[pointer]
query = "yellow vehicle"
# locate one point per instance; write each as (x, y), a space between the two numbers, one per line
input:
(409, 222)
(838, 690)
────────────────
• [Instructions to follow]:
Please restate word for word the lines of the material above, beginning with the one that holds "# locate one" and ending with the last.

• [The answer]:
# locate one point per instance; write each as (x, y), a space between the two numbers, one per line
input:
(409, 222)
(838, 690)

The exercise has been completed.